TASKS FOR THIS EXERCISE -
• a. Answer these questions from the essay on happiness below, one answer per line, marked the same way:
(i) What date does the writer say the piece is going out on?
(ii) Which show's theme tune does the writer mention?
(iii) In the fairy tale, what did the golden carriage turn back into?
• b. Retype the stretch of the essay on happiness below from "That is a choice" through "the ‘living happily’ bit." without changing a word.
• c. Extend the essay on happiness below, picking up after its final sentence.

— Start SELECTION —

“How do you do it? How do you just let things go? How do you get to be happy?” Sadly, the person asking me these questions rejected every one of my suggestions. I got a litany of can’t, and tried but it didn’t work, and I don’t know.
So here’s the big news: I have my shit days too. And like the Friends theme tune says, sometimes they turn into weeks, months, even years. Not years plural, actually – but some individual years have been ones to forget.
That said, I’m sure that even those years, the worst individual years, had days, weeks, maybe even a month or two that were pretty good. At the very least they will have had perfect hours.
Don’t rush off – I’m not going to talk about those bad times. I don’t need to. I already have. They’re done. I’m more interested today in answering those questions again, just in case somebody reads this who isn’t so fixated on can’t, failed, & not knowing. Just in case, given that this is going out on the 1st January, someone reads it who thinks can and maybe next time it will work and I might not know yet but I’ll keep trying to figure it out.
First thing: understand that ‘simple’ isn’t the same as ‘easy’. Whenever I say, “it’s really simple”, I don’t mean, “It’s really easy.” What I mean is that the concepts are simple. Anyone can understand the ‘how’. Applying it is the tricky bit. I’m not going to under-play that because if you want to be happy – if you really want to be alright when it is not all right – then (sorry guys) you are going to have to work at it.
We seem to be hard-wired to take the path of least resistance, and that path is always to ‘give in’, to withdraw from the arena, to accept the can’t, to assume the failure is permanent and unalterable.
Or to wait until the arena changes its shape, until our external circumstances have been altered by someone or something else…to wait for the magic wand to make all the bad stuff go away.
That is a choice we are allowed to make…it’s just that it is one that makes for a miserable life, if we apply it to being happy, if we apply it to letting go of the stuff that no longer serves us, if we apply it to our relationships, our home, our careers, our lives.
The point about the fairy tale wasn’t that she found the prince, the point was that the golden carriage turned back into a pumpkin. Magic spells have limited life-spans. If we want the happy-ever-after we have to do the work. You’ll notice that the fairy tales never tell you about the ‘ever after’, about what it took to do the ‘living happily’ bit.

— End SELECTION —
— Start MATERIAL PROVIDED —

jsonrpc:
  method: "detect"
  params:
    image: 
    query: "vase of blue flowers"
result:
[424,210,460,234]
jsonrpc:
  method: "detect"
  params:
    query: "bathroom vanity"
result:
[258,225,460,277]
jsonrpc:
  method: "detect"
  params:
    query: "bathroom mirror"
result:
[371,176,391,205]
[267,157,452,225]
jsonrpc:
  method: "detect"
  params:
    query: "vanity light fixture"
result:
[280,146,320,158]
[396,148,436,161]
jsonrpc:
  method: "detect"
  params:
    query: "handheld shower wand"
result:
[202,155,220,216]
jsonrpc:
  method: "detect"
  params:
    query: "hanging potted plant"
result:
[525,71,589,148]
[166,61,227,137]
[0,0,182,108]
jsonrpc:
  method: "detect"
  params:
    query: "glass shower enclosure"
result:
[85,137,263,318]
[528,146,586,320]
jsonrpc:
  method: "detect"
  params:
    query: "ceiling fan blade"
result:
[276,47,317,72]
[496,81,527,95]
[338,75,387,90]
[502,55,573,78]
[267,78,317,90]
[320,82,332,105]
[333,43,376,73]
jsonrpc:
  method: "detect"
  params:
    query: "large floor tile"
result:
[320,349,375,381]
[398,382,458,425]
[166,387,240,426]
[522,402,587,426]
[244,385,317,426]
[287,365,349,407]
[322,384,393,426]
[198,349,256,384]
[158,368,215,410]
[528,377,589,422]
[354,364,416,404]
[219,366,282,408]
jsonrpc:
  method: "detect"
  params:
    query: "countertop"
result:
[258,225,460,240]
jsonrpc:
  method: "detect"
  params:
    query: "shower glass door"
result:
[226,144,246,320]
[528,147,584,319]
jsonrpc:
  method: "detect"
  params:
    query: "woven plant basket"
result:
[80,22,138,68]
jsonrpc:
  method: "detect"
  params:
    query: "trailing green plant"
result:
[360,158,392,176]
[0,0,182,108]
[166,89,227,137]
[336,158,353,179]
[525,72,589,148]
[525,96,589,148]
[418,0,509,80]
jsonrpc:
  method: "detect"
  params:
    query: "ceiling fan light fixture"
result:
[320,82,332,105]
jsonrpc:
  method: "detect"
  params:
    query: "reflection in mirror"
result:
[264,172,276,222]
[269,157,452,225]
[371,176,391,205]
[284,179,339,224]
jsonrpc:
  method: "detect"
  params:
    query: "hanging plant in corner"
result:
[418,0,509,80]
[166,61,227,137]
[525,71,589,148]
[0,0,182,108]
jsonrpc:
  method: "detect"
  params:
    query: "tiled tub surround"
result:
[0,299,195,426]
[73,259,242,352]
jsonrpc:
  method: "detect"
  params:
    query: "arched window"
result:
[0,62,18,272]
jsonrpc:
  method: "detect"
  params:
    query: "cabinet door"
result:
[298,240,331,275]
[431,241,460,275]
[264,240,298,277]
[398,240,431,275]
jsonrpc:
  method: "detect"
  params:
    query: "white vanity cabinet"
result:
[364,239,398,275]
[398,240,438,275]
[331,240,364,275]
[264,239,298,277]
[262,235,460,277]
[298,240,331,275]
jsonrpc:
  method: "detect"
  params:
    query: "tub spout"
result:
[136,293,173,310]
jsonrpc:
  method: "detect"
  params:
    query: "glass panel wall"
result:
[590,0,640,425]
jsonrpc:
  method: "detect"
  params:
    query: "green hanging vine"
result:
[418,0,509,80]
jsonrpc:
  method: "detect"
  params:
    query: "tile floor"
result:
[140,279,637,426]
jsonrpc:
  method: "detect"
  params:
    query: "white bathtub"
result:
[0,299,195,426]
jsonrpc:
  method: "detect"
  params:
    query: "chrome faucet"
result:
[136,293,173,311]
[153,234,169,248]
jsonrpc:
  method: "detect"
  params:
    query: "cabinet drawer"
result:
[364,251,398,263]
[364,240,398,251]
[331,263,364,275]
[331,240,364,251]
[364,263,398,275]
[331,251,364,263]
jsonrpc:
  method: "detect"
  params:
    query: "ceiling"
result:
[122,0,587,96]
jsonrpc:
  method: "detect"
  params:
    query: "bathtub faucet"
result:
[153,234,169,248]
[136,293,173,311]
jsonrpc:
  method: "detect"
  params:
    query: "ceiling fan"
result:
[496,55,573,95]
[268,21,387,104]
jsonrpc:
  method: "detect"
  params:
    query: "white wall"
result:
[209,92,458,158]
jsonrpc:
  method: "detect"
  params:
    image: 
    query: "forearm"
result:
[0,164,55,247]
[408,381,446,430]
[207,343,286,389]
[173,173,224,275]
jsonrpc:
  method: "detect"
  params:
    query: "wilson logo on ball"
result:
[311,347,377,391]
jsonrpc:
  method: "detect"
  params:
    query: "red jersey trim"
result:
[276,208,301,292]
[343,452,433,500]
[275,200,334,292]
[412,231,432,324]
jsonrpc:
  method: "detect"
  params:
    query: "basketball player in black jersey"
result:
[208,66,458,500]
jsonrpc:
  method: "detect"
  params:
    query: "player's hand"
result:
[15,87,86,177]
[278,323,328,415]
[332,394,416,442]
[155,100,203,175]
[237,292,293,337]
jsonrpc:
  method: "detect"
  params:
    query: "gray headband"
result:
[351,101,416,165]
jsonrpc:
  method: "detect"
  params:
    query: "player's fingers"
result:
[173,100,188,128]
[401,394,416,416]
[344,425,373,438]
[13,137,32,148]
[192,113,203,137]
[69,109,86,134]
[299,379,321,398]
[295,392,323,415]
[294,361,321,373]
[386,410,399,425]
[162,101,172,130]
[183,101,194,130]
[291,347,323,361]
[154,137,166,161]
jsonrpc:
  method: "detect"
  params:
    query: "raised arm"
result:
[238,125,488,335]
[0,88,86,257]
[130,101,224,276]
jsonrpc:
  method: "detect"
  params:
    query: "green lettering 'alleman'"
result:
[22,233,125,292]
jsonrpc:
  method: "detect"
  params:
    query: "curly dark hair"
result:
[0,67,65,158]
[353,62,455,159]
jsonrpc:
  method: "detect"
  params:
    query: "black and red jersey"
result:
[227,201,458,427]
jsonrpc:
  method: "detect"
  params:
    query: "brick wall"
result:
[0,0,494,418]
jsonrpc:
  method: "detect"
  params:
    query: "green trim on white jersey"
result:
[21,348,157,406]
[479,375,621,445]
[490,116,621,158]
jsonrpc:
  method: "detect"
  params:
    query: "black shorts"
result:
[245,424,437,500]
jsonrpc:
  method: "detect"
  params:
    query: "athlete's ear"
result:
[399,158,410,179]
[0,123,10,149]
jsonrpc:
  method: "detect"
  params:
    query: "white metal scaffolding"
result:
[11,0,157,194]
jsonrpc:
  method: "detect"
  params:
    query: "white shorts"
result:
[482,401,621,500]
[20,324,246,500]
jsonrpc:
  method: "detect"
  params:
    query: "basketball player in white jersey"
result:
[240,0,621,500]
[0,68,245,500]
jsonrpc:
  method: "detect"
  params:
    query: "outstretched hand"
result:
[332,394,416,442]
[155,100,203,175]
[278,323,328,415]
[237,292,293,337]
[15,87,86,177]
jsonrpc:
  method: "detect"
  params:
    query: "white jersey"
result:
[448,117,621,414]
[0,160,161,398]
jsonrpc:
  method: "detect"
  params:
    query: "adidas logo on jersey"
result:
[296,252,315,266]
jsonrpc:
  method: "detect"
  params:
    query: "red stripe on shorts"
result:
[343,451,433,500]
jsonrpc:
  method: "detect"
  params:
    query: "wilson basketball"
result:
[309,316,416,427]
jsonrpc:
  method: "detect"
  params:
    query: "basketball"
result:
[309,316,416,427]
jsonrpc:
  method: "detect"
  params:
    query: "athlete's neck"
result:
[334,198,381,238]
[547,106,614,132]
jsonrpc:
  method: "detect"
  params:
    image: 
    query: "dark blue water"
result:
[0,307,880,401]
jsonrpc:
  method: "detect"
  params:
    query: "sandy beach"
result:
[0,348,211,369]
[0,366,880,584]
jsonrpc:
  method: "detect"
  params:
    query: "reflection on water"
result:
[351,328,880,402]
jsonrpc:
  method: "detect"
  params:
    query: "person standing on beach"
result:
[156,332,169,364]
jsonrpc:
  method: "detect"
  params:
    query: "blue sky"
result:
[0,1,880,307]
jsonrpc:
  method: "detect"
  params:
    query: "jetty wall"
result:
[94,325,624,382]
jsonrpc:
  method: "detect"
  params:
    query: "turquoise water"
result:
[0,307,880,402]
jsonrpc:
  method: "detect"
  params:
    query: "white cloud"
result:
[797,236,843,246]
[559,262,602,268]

— End MATERIAL PROVIDED —

TASK-BY-TASK ANSWERS -
• a.
(i) The 1st January.
(ii) Friends.
(iii) A pumpkin.

• b.
That is a choice we are allowed to make…it’s just that it is one that makes for a miserable life, if we apply it to being happy, if we apply it to letting go of the stuff that no longer serves us, if we apply it to our relationships, our home, our careers, our lives.
The point about the fairy tale wasn’t that she found the prince, the point was that the golden carriage turned back into a pumpkin. Magic spells have limited life-spans. If we want the happy-ever-after we have to do the work. You’ll notice that the fairy tales never tell you about the ‘ever after’, about what it took to do the ‘living happily’ bit.

• c.
Second thing: understand that you do know what you want. Be brave enough to claim that much: the wanting of it. It might take a while before you get to claim the “thing” – whether that is an actual thing, or a way of being, or a place. The first step is to own the ambition. Acknowledge it. Speak it. Don’t worry if some people laugh at you or tell you why you will never get there. Just smile and say: but still, it is what I want.
And then ground that in your values.
Ambition aligned to values equals purpose.
Having a purpose gives us direction. It gives us the yardstick by which we can measure our decisions. The simple rules is: does this serve my purpose?
If that sounds selfish, then maybe in one sense it is, but only to the extent that your purpose is truly and wholly selfish. Values-based living doesn’t really allow for wholly selfish ‘purpose’. I’m not saying that’s a rule. I’m saying that’s the nature of the thing.
Most human beings want to help. We want to be of service on some level. That might be service to other people, or to animals, or to the planet. We might have different views on what ‘helping’ looks like. But most of us acquire values like ‘sharing’ ‘loving’ ‘helping’ at a very early age. We might not express them very well; we may even be “educated” out of them, but as a social species they are pretty much innate. So if you feel that you are being ‘selfish’ in your quest for happiness – dig into that – dig in to what it is about what you want, that you truly want. You might find a deeper reason, a deeper meaning.
Or you might not. Yet. Don’t worry if not because…
…it seems that happier people tend to be kinder. And kinder people tend to be happier.
I don’t know if the cause & effect relationship has been fully established. Personally, I think it’s a virtuous circle. The happier, the kinder, the kinder, the happier – and on round again. What’s not to love?
Third thing: accept that you might misunderstand yourself. When you claim the wanting, be prepared for the possibility that you might have dressed it in the wrong clothes. Allow room for the wanting to shift, or at least wear different-coloured shifts.
When I first decided I wanted to follow my urge to write, I thought I wanted to write short stories, and I thought I wanted to be a travel writer. It took a while to realise that really I just want to share my view of the world. It took even longer to realise that I also wanted to be a poet. Claim your longing as a child that needs to grow and find its own way in the world.
Fourth: let your child stumble and fall, and not be put off by learning to walk, and then run, and then jump for joy, and fall again, but keep on getting up.
Fifth: decide to let go what does not serve you and/or your purpose. Simply make the decision to do it. That is a major step.
Decide that your past is not going to determine your future. Determine that you will not keep bringing past hurts, obligations, arguments, difficulties, into the present moment. The present moment is where you get to be happy. The present moment is where you do the work that brings you more happiness.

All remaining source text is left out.